_Material_.
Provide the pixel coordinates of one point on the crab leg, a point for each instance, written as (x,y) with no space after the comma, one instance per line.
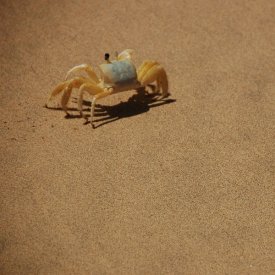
(151,71)
(96,97)
(145,66)
(67,87)
(84,67)
(91,89)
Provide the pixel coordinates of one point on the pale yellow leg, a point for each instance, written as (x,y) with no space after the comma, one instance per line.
(145,66)
(86,68)
(90,88)
(67,87)
(152,71)
(96,97)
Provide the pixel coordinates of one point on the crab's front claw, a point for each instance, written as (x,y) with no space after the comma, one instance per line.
(86,68)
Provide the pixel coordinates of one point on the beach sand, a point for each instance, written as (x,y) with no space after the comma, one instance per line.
(182,186)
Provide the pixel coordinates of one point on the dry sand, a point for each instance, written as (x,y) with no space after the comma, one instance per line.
(179,187)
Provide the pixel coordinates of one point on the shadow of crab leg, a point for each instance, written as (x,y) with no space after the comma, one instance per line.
(86,68)
(91,89)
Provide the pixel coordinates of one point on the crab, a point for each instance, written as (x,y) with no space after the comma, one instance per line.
(116,76)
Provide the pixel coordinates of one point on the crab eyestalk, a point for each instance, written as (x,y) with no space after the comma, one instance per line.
(106,57)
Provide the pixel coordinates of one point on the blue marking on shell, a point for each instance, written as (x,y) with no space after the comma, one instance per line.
(119,72)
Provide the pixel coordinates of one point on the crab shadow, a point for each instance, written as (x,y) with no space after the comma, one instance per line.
(137,104)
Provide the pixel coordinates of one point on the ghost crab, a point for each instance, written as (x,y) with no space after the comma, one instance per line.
(116,76)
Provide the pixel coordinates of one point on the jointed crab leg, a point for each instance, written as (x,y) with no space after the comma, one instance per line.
(67,87)
(96,92)
(84,67)
(151,71)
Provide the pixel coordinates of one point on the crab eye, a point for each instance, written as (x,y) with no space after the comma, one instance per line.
(106,56)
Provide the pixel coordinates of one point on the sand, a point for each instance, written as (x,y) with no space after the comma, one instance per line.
(184,186)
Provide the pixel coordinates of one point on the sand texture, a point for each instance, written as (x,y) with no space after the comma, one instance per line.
(181,186)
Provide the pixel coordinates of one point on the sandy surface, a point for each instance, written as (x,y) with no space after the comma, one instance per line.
(178,187)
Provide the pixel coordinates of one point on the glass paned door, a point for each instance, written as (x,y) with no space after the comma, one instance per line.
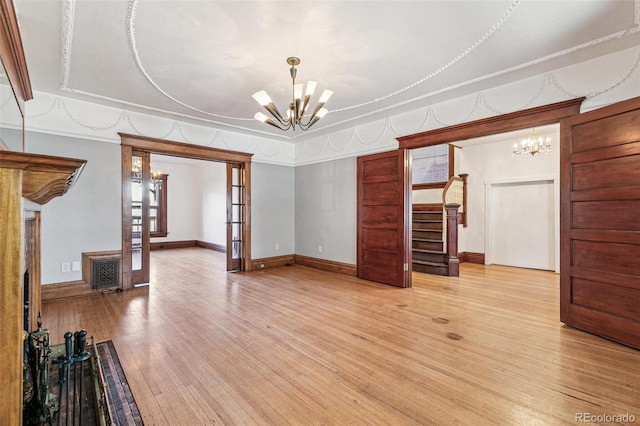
(140,179)
(235,216)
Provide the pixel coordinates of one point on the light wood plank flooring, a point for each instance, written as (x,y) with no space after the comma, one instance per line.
(295,345)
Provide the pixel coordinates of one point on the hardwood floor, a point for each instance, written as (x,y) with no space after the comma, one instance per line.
(295,345)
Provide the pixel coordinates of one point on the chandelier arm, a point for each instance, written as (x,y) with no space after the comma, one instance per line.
(305,104)
(274,112)
(278,125)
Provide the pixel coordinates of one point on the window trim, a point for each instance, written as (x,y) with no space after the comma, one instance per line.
(437,185)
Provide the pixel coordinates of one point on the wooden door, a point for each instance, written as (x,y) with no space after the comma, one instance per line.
(140,231)
(600,230)
(384,227)
(235,216)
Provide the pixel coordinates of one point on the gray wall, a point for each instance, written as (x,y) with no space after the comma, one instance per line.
(325,202)
(88,217)
(273,210)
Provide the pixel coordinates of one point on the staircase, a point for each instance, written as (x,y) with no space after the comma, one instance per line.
(428,246)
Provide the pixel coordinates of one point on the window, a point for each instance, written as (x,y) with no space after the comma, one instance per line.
(158,206)
(431,166)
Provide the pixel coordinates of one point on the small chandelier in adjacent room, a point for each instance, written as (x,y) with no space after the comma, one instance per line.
(532,145)
(297,107)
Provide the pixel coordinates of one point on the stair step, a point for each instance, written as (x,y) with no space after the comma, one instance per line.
(433,256)
(434,268)
(429,234)
(427,244)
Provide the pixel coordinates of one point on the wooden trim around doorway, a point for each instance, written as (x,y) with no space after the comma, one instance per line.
(539,116)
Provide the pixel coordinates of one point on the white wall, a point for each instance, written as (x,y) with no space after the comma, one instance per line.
(494,163)
(273,210)
(326,210)
(88,217)
(183,203)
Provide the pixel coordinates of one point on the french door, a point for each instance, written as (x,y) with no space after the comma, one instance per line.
(236,212)
(140,216)
(600,231)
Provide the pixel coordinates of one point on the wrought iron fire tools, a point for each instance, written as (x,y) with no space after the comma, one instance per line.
(68,378)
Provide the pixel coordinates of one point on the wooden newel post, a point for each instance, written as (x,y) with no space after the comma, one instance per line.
(452,239)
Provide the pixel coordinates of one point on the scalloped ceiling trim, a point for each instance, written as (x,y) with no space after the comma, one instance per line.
(133,4)
(68,16)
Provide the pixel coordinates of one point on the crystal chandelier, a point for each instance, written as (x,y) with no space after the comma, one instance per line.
(297,107)
(532,145)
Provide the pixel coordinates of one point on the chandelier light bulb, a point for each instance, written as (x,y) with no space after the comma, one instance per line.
(261,117)
(325,96)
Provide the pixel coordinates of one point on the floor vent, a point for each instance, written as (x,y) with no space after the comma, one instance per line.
(102,269)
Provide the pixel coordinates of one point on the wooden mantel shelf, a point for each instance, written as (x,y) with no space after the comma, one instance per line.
(44,177)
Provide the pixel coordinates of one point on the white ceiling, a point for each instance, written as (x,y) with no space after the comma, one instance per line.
(202,60)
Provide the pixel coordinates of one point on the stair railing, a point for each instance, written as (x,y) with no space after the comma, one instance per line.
(455,192)
(454,202)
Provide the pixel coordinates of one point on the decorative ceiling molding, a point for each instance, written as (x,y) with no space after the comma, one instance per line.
(132,42)
(68,16)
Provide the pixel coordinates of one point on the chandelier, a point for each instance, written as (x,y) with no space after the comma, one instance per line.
(297,107)
(532,145)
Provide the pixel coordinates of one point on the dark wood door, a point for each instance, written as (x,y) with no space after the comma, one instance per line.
(600,226)
(384,227)
(235,216)
(139,207)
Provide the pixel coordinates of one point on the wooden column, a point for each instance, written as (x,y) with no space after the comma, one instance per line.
(463,216)
(452,239)
(11,297)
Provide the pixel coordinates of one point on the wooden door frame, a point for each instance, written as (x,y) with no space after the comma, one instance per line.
(130,143)
(532,117)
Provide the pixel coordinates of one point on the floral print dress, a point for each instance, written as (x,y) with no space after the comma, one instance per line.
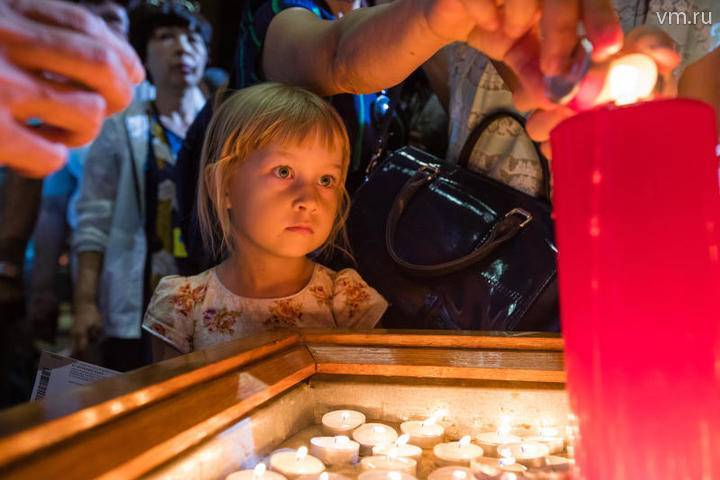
(193,313)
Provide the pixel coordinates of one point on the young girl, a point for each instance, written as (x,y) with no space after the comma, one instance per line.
(273,173)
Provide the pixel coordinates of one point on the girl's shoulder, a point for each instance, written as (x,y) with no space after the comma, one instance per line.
(355,304)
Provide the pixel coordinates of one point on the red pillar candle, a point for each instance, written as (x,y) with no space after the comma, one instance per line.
(637,218)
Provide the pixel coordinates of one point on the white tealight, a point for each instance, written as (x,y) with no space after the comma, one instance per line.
(295,463)
(399,449)
(385,462)
(530,454)
(260,472)
(338,450)
(461,452)
(452,473)
(424,433)
(377,474)
(371,434)
(341,422)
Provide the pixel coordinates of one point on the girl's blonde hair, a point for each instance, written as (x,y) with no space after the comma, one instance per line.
(252,119)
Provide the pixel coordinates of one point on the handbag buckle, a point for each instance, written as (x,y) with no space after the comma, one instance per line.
(431,171)
(527,216)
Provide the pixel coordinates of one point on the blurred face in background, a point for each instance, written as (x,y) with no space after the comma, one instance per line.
(176,57)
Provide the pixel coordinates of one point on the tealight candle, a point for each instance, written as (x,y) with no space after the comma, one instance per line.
(377,474)
(496,466)
(386,462)
(371,434)
(399,449)
(295,463)
(335,450)
(424,433)
(452,473)
(260,472)
(323,476)
(461,452)
(529,454)
(341,422)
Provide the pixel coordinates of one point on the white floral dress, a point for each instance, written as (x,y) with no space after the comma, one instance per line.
(193,313)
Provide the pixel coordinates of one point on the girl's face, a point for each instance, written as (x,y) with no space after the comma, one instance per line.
(176,57)
(284,200)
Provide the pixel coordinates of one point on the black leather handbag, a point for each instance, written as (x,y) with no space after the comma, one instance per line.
(450,248)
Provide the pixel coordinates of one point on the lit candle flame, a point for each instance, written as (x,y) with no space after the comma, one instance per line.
(432,419)
(632,77)
(506,457)
(259,470)
(459,474)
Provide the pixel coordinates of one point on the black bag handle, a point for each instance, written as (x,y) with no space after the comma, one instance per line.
(502,231)
(480,128)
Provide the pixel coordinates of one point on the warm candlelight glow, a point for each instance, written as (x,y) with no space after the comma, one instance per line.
(259,470)
(465,441)
(301,453)
(459,474)
(631,78)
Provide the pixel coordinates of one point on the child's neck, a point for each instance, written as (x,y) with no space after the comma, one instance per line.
(267,278)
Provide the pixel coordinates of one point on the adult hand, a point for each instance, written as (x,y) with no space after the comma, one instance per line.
(62,66)
(651,41)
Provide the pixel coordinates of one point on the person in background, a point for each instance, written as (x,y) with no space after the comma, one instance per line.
(65,42)
(128,235)
(273,175)
(57,217)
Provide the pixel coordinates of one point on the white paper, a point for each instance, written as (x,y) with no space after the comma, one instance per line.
(57,375)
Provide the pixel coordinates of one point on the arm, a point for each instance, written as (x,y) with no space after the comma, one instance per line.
(377,47)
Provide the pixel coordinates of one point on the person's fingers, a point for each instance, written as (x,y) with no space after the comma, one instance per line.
(484,13)
(74,56)
(27,152)
(73,17)
(519,16)
(77,115)
(602,28)
(559,24)
(542,122)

_Problem description_.
Make an exact copy of every line from the one with "Provide the pixel coordinates of one point on the black bag" to the end of the data, with the first and last of those lines included.

_The completed task_.
Provide the pixel coordinates of one point on the black bag handle, a point for each instance, written as (x,y) with no space after the comma, one instance per line.
(502,231)
(480,128)
Provide the pixel coordinates of one point on the warm candlelight glow, a point for each instance, written as (x,y) with no space after the comma, one instance per line.
(259,470)
(465,441)
(301,453)
(459,474)
(631,78)
Provide the pixel coordinates of one point on the child's neck, a point for each instance, written as (x,y) with no space after the comma, one instance per line.
(267,278)
Provide the pixel coordinates of one point on the adult hand, a point for each instance, written as (x,y) with no space after the comma, one instance per line.
(62,66)
(651,41)
Provide the pixel coordinates of one point on the person in background, a point for each instance, written as (x,y) with no space after the comma, one instance per line.
(65,42)
(128,235)
(273,175)
(57,217)
Provide the pixel coordinates of one point on the white paper, a point for each instance, written as (x,y) with no space after the comma, one instance per line.
(57,375)
Provide the pixel coordinates of one point on the arm, a point for each instance, written as (x,y) with no space after the comma, one instance per line.
(377,47)
Provide the pixel coordinates of one point on the person's fingers, a point for each instance, written as (x,y) with no space after the comma, one instance per line.
(484,13)
(74,56)
(27,152)
(73,17)
(519,16)
(77,115)
(602,28)
(559,24)
(542,122)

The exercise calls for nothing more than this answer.